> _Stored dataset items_
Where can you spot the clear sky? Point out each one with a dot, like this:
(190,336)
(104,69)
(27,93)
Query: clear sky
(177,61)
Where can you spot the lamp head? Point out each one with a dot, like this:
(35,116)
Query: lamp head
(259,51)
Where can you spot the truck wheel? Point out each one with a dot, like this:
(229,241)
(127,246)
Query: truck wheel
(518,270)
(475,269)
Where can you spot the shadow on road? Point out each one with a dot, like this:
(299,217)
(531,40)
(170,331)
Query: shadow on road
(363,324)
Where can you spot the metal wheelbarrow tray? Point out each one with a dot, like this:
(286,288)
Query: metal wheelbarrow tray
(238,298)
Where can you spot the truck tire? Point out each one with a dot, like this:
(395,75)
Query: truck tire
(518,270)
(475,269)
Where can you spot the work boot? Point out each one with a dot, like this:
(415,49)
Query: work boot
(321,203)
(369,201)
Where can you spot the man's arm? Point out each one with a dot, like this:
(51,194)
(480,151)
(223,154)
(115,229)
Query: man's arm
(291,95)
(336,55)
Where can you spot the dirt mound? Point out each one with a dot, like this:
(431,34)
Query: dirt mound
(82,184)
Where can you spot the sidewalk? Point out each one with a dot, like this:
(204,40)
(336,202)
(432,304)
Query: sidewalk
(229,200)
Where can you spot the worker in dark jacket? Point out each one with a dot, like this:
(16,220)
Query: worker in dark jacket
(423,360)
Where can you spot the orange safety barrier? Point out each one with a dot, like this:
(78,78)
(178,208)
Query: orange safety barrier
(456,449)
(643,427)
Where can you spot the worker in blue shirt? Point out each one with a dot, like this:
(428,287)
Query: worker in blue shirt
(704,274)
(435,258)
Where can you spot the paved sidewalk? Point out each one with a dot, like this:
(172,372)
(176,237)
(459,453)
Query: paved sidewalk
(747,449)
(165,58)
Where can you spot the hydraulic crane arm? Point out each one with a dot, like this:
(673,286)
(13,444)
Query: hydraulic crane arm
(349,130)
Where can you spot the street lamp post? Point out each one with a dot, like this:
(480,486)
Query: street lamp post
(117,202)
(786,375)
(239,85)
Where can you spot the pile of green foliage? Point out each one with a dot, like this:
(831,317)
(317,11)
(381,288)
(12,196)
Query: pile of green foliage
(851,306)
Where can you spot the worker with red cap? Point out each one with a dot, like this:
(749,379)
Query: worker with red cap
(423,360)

> _WORK INSTRUCTIONS_
A verbatim copy of every entry is required.

> _TASK RESULT_
Where can you spot the clear sky? Point out each one with a dot, like this:
(190,336)
(104,69)
(27,93)
Query: clear sky
(177,61)
Where can you spot the lamp head? Point out each one with a dot, like this:
(35,116)
Query: lamp head
(259,51)
Where can you spot the truck wheel? Point out each one with a dot, like this:
(229,241)
(127,246)
Query: truck wheel
(518,270)
(475,269)
Where can you spot the shadow on road? Point out each one with a dot, like this:
(299,217)
(531,40)
(170,331)
Query: shadow on road
(363,324)
Where can you spot the metal wheelbarrow tray? Point out each one with a dot, like this:
(286,288)
Query: metal wheelbarrow tray
(238,298)
Where can you spot the truck tire? Point out each one with a dot, like this:
(395,75)
Query: truck tire
(518,270)
(475,269)
Where can you spot the work boot? Point out each one with a dot, like this:
(415,49)
Query: work boot
(321,203)
(369,201)
Where can you spot the man's arm? Point out each one with a dot, like this:
(51,194)
(480,151)
(223,154)
(115,229)
Query: man's arm
(291,95)
(336,55)
Where can you spot the dirt mound? Point out each one with a dot, like this:
(431,34)
Query: dirt mound
(82,184)
Where can you spot the sidewalk? Point out each one with a dot, like this:
(204,40)
(336,202)
(432,304)
Query: sidewalk
(229,200)
Where can you spot the worker in dark jacket? Point out each one with a dot, like this:
(16,220)
Query: worker in dark jacket
(423,360)
Where can you spot the orange safety barrier? Point out each one with a dot, like this:
(78,78)
(178,208)
Query: orange safety barrier
(456,449)
(643,427)
Where can you spot the worker in blue shirt? Point out each one with a dot, like this:
(428,287)
Query: worker in blue shirt
(704,274)
(435,258)
Where can you spot the paved sidewalk? Point out each one with a dot, like this:
(172,372)
(176,237)
(459,453)
Query: paved sidewalk
(747,449)
(165,58)
Where can you spot the hydraulic crane arm? Point out each one with a dot, like this:
(673,286)
(13,444)
Query: hydraulic crane arm
(349,130)
Where can you spot the street lamp post? Point out each one with a dot, like this:
(480,486)
Query: street lamp post
(117,202)
(786,375)
(239,85)
Where can you spot the pile of green foliage? Point out each one with a dot, like this:
(831,317)
(317,11)
(381,288)
(12,196)
Query: pile of green foliage
(851,306)
Where can you spot the worker with red cap? Point out each one with a dot, like this:
(749,379)
Query: worker with red cap
(423,360)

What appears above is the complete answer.